### Task details
Please write out the data that follows, word for word.
——————————
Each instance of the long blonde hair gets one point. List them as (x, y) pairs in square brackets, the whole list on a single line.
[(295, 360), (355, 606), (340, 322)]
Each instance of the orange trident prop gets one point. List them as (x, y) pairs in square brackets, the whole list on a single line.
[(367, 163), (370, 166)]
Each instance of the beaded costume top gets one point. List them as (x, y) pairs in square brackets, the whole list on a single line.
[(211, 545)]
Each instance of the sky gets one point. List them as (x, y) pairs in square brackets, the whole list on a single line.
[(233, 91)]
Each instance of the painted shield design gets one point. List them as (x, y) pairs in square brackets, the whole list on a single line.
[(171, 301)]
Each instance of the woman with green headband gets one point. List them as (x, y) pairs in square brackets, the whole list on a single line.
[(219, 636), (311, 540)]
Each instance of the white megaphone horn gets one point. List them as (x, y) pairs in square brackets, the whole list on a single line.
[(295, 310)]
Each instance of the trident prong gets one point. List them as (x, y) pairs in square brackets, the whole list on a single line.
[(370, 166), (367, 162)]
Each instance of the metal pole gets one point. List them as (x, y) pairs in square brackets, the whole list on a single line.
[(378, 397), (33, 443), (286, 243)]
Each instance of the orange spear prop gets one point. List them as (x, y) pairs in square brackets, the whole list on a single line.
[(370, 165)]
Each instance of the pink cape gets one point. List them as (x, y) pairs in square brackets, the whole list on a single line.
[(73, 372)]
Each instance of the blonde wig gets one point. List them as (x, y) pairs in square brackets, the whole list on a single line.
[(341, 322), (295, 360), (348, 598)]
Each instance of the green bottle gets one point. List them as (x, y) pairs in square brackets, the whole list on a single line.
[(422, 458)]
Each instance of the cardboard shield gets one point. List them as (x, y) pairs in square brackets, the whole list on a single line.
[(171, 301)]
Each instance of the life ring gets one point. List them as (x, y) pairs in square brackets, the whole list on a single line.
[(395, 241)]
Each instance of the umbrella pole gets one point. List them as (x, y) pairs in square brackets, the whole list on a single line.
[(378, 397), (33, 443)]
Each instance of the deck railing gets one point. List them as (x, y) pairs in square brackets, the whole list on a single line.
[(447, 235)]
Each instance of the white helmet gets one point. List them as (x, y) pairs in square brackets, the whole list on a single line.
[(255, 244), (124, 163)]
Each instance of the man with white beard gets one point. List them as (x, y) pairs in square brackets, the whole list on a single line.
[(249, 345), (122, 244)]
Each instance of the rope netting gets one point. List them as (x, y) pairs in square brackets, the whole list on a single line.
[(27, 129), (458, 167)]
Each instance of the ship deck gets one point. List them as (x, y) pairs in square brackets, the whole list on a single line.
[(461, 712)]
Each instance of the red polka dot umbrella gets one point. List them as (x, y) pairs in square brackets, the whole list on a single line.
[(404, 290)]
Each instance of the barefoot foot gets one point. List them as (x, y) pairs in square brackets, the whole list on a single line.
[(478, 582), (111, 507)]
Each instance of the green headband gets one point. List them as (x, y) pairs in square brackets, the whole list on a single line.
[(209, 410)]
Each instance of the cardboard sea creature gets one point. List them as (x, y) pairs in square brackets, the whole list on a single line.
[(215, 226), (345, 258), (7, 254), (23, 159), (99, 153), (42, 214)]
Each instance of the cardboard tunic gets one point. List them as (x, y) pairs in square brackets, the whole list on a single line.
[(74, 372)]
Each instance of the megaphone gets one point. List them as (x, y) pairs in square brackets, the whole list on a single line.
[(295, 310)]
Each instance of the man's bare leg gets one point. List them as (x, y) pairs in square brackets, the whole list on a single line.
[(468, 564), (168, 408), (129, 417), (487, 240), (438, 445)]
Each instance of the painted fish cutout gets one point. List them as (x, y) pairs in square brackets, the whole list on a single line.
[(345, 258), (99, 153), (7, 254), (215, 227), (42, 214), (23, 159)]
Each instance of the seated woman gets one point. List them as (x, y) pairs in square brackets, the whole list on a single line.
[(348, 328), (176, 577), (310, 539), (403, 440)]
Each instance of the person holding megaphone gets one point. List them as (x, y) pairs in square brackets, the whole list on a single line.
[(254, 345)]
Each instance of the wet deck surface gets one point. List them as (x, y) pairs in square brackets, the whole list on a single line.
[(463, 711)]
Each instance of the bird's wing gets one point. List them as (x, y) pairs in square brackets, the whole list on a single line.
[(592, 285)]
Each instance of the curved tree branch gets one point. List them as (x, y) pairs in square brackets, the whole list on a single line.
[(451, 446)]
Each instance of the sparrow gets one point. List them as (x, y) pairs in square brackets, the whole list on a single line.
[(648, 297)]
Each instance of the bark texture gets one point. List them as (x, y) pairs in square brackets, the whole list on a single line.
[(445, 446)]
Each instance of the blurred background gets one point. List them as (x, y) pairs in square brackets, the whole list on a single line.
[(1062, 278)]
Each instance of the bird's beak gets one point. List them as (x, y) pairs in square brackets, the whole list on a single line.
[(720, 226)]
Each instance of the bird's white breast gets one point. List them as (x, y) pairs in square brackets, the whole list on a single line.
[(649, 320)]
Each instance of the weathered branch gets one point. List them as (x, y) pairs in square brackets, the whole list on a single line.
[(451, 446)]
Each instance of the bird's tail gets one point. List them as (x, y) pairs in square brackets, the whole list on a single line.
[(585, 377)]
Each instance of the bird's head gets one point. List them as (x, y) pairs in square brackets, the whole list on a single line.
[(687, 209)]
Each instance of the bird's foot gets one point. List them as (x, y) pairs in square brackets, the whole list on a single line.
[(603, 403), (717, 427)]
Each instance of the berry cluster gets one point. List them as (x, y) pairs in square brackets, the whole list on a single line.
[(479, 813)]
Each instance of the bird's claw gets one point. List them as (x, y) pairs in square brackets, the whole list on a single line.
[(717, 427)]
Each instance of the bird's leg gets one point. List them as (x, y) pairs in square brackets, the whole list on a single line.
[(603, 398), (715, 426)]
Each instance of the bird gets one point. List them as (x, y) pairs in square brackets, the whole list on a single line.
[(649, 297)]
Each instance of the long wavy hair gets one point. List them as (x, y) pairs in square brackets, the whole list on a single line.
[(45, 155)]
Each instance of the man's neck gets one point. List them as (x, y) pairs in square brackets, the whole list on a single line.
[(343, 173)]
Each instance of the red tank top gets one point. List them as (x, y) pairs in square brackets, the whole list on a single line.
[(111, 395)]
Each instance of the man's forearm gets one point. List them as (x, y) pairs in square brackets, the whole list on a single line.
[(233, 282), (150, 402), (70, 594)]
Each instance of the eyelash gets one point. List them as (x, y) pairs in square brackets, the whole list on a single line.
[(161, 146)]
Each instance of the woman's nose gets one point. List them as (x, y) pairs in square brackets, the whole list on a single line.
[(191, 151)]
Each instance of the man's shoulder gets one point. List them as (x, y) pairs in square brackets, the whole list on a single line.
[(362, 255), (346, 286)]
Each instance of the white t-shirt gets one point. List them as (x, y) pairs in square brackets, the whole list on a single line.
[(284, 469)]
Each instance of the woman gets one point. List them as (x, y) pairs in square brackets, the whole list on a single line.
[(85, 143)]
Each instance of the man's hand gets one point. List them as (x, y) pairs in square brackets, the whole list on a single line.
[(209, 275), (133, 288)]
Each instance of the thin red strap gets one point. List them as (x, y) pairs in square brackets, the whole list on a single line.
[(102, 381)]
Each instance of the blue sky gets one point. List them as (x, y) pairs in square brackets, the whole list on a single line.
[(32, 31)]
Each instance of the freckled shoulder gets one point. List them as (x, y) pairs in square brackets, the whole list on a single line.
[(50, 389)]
——————————
### Output below
Each instance of the long blonde hair gets one point. List them as (x, y) pairs in square brackets, the whole list on a single line.
[(295, 360), (355, 606), (340, 322)]
Each instance of the orange trident prop gets one point. List them as (x, y) pairs in square brackets, the whole list on a single line.
[(367, 163), (370, 166)]
Each instance of the beaded costume top gets one point. List them as (x, y) pairs in square brackets, the whole list on a single line.
[(211, 545)]
Each instance of the sky gets one point. List them as (x, y) pairs in square brackets, the whole list on a single line.
[(233, 91)]
Each instance of the painted shield design gets one point. List them as (x, y) pairs in square brackets, the whole list on a single line.
[(171, 301)]
Each instance of the woman with green headband gets one point. List them as (x, y) pairs in square brackets, the whole list on a single line.
[(219, 636), (311, 540)]
Each instance of the white megaphone horn gets one point. List them as (x, y) pairs in square brackets, the whole list on a single line.
[(295, 310)]
Each instance of the trident prong gets one point. List them as (x, y) pairs in square brackets, the whole list on a single line.
[(370, 166), (367, 162)]
Each instance of the metal pole gets one point. List them as (x, y) pairs in square brackets, the whole list on a single line.
[(378, 397), (33, 443), (286, 243)]
Each instance of the orange spear prop gets one point. List them as (x, y) pairs in square brackets, the whole list on a single line.
[(370, 165)]
Each instance of the pink cape gets one point. List them as (x, y) pairs in square brackets, the whole list on a single line.
[(73, 372)]
Each instance of the blonde wig gets one point. List them as (x, y) pairs in square brackets, the whole list on a single line.
[(341, 322), (295, 360), (348, 598)]
Each instance of the green bottle gets one point. List them as (x, y) pairs in square brackets, the whole list on a single line.
[(422, 458)]
Each instance of the cardboard shield gets one point. List them as (x, y) pairs in square brackets, the whole list on a single line.
[(171, 301)]
Each instance of the life ring gets one point. List them as (x, y) pairs in square brackets, the whole list on a single line.
[(395, 241)]
Each instance of the umbrella pole gets one point. List them as (x, y) pairs in square brackets, the whole list on a single line.
[(378, 397), (33, 443)]
Each instance of the deck railing gets one point. List them as (x, y) pairs in square brackets, the whole list on a single line.
[(447, 235)]
Each instance of the white helmet gets one point. List them as (x, y) pairs in square brackets, the whole list on a single line.
[(255, 244), (124, 163)]
Each instance of the man with white beard gets one point. List them as (x, y) pairs in square brackets, the whole list on a single line.
[(249, 345), (122, 244)]
Each instance of the rope netting gets one point. List them as (x, y) pairs in square brackets, the whole list on a single line.
[(27, 129), (458, 167)]
Each instance of the ship deck gets one point. List them as (x, y) pairs in square brackets, the whole list on a single line.
[(461, 712)]
Each instance of the red polka dot umbrella gets one point. List them as (x, y) pairs in square brackets, the whole list on a single line.
[(404, 290)]
Each instance of the barefoot foot gets one point. List them as (x, y) pairs in square brackets, the whole list on a single line.
[(478, 582), (111, 507)]
Each instance of the green headband gets one point. List them as (x, y) pairs in square brackets, the whole list on a single line.
[(209, 410)]
Each instance of the cardboard sea creature gets one point. List them as (x, y) pairs in square brackets, the whole list on a single line.
[(215, 226), (345, 258), (7, 254), (23, 159), (99, 153), (42, 214)]
Each instance of the cardboard tunic gets one point. List them as (x, y) pairs in square brackets, the whole list on a single line.
[(74, 372)]
Each instance of the megaphone gets one point. List them as (x, y) pairs in square brackets, the whole list on a single line.
[(295, 310)]
Each instance of the man's bare leg gets one point. List them as (x, y) pairs in square brackets, the whole list on a single line.
[(468, 564), (168, 408), (129, 417), (487, 240), (438, 445)]
Each instance of the painted fish cutout gets one point. List them as (x, y) pairs in square brackets, the whole list on a single line.
[(345, 258), (99, 153), (7, 254), (215, 227), (42, 214), (23, 159)]
Each instance of the seated woman gets one point. List them as (x, y) pairs in square brackets, the whole list on a single line.
[(348, 328), (176, 577), (310, 539), (403, 440)]
Each instance of the person holding megaphone gets one point. List them as (x, y) pairs in square brackets, the whole list on a single line.
[(254, 345)]
Each instance of the wet deck surface gets one point. List them as (x, y) pairs in square brackets, the whole list on a single line.
[(463, 711)]
Each instance of the bird's wing gets one point. List them as (x, y) pairs in square brackets, the whole list on a single line.
[(592, 285)]
Each instance of the curved tree branch gets one point. List them as (x, y) pairs in square brackets, the whole list on a single line.
[(451, 446)]
Each instance of the sparrow gets one point. List them as (x, y) pairs in square brackets, the whole list on a single line.
[(648, 297)]
Each instance of the bark texture gets one point. List them as (x, y) pairs in square brackets, the whole list on a single line.
[(445, 446)]
Each instance of the blurred background gets one point. List them as (x, y) pairs in square brackets, the whole list on a single line.
[(1062, 278)]
Each instance of the bird's beak gets one point. List them as (x, y) pairs in square brackets, the whole list on a single line.
[(720, 226)]
Each instance of the bird's white breast gets one point. List them as (x, y) pairs in square brackets, the whole list on a single line.
[(649, 320)]
Each instance of the weathered branch gets one point. List them as (x, y) pairs in square brackets, the whole list on a single line.
[(451, 446)]
Each instance of the bird's tail gets one point. List them as (x, y) pairs in square brackets, the whole list on a single line.
[(585, 377)]
Each instance of the bird's head gets one point. List them as (x, y) pairs in square brackets, the whole list on a single line.
[(687, 209)]
Each instance of the bird's foot gets one point. List them as (x, y) pairs in square brackets, the whole list on a single line.
[(603, 403), (717, 427)]
Each instance of the berry cluster gets one point. List them as (x, y) pairs in square brackets, the whole list on a single line.
[(479, 813)]
Each instance of the bird's claw gets one point. List them as (x, y) pairs in square brackets, the whole list on a single line.
[(717, 427)]
Each instance of the bird's leg gets one point. List them as (x, y) pairs in square brackets, the whole list on a single line.
[(603, 398), (715, 426)]
Each instance of the bird gets one point. List them as (x, y) pairs in square brackets, the whole list on a single line.
[(649, 297)]
Each instance of the long wavy hair gets one point. List them as (x, y) pairs in square brackets, the whole list on a single line.
[(45, 155)]
Each instance of the man's neck gets one point. List them as (x, y) pairs in square brackets, the whole list on a single line.
[(343, 173)]
Each instance of the red tank top gets one point. List them as (x, y) pairs in square brackets, the whole list on a single line.
[(111, 395)]
Each instance of the man's forearm gets one point. List them as (x, y) pairs in square brackets, the whole list on a single line.
[(233, 282), (150, 402), (70, 594)]
Each instance of the eyelash gets one point. List them as (x, y) pairs in square brackets, the whole list on a single line.
[(161, 146)]
Each instance of the woman's nose gets one point. List them as (x, y) pairs in square brackets, the whole list on a single line.
[(191, 151)]
Each instance of the man's shoulder gets one point. List them as (x, y) pairs in square brackets, the whole list on a single line.
[(362, 255), (346, 286)]
Each instance of the white t-shirt gets one point. List them as (x, y) pairs in square brackets, the whole list on a single line.
[(284, 469)]
Each instance of the woman gets one point. List them as (x, y) pairs in square brackets, the whole list on a single line.
[(85, 143)]
Each instance of the man's hand gets one point. List them as (x, y) pairs in square brackets, the whole list on a single line.
[(209, 275), (133, 288)]
Each instance of the thin red strap gets one point. List them as (x, y) pairs in square brackets, the whole list on a single line.
[(102, 381)]
Each instance of the blue sky gets one point. List them as (x, y) pairs in square brackets, the whole list on a single line.
[(32, 31)]
Each instance of the freckled shoulder gets one point. List them as (x, y) pairs in square brackets, the whole list on a single line.
[(50, 389)]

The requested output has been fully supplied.